**DATASET RECORDS**
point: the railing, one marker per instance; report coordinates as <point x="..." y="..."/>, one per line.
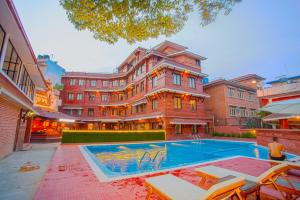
<point x="291" y="87"/>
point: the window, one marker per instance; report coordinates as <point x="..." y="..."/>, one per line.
<point x="70" y="96"/>
<point x="143" y="68"/>
<point x="243" y="112"/>
<point x="105" y="83"/>
<point x="233" y="111"/>
<point x="240" y="94"/>
<point x="192" y="82"/>
<point x="154" y="104"/>
<point x="198" y="62"/>
<point x="68" y="111"/>
<point x="72" y="81"/>
<point x="25" y="83"/>
<point x="115" y="83"/>
<point x="112" y="97"/>
<point x="193" y="104"/>
<point x="178" y="128"/>
<point x="81" y="82"/>
<point x="252" y="113"/>
<point x="177" y="79"/>
<point x="92" y="97"/>
<point x="137" y="89"/>
<point x="90" y="112"/>
<point x="12" y="63"/>
<point x="2" y="36"/>
<point x="93" y="83"/>
<point x="251" y="96"/>
<point x="121" y="97"/>
<point x="194" y="129"/>
<point x="104" y="97"/>
<point x="122" y="82"/>
<point x="79" y="96"/>
<point x="177" y="102"/>
<point x="230" y="92"/>
<point x="79" y="112"/>
<point x="113" y="112"/>
<point x="154" y="81"/>
<point x="104" y="113"/>
<point x="142" y="86"/>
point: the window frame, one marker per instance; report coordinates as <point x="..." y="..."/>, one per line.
<point x="176" y="78"/>
<point x="192" y="84"/>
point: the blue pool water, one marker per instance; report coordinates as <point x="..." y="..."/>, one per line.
<point x="125" y="159"/>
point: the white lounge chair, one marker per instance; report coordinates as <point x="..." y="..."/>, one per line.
<point x="171" y="187"/>
<point x="274" y="176"/>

**ABOUT THIS TASK**
Print verbatim every line above, apart from the pictures.

**SOLUTION**
point: the railing, one marker per instance; report coordinates as <point x="..." y="..."/>, one per line.
<point x="291" y="87"/>
point: the window, one marker per instance; report coordinates as <point x="..." y="..."/>, one per line.
<point x="70" y="96"/>
<point x="143" y="68"/>
<point x="243" y="112"/>
<point x="105" y="83"/>
<point x="233" y="111"/>
<point x="240" y="94"/>
<point x="192" y="82"/>
<point x="154" y="104"/>
<point x="198" y="62"/>
<point x="68" y="111"/>
<point x="72" y="81"/>
<point x="25" y="83"/>
<point x="115" y="83"/>
<point x="112" y="97"/>
<point x="193" y="104"/>
<point x="178" y="128"/>
<point x="81" y="82"/>
<point x="252" y="113"/>
<point x="177" y="79"/>
<point x="92" y="97"/>
<point x="137" y="89"/>
<point x="90" y="112"/>
<point x="12" y="63"/>
<point x="2" y="36"/>
<point x="93" y="83"/>
<point x="251" y="96"/>
<point x="121" y="97"/>
<point x="194" y="129"/>
<point x="104" y="97"/>
<point x="122" y="82"/>
<point x="79" y="96"/>
<point x="177" y="102"/>
<point x="230" y="92"/>
<point x="79" y="112"/>
<point x="113" y="112"/>
<point x="154" y="81"/>
<point x="104" y="113"/>
<point x="142" y="86"/>
point: the window frame, one marker per instance; report coordinates as <point x="..." y="..."/>, one per line.
<point x="176" y="78"/>
<point x="192" y="84"/>
point: the blue pool water, one marker per instance; report coordinates as <point x="..." y="..."/>, one per line.
<point x="125" y="159"/>
point: the white lounge chair, one marker per instance; report coordinates as <point x="..." y="..."/>, one per line.
<point x="171" y="187"/>
<point x="274" y="176"/>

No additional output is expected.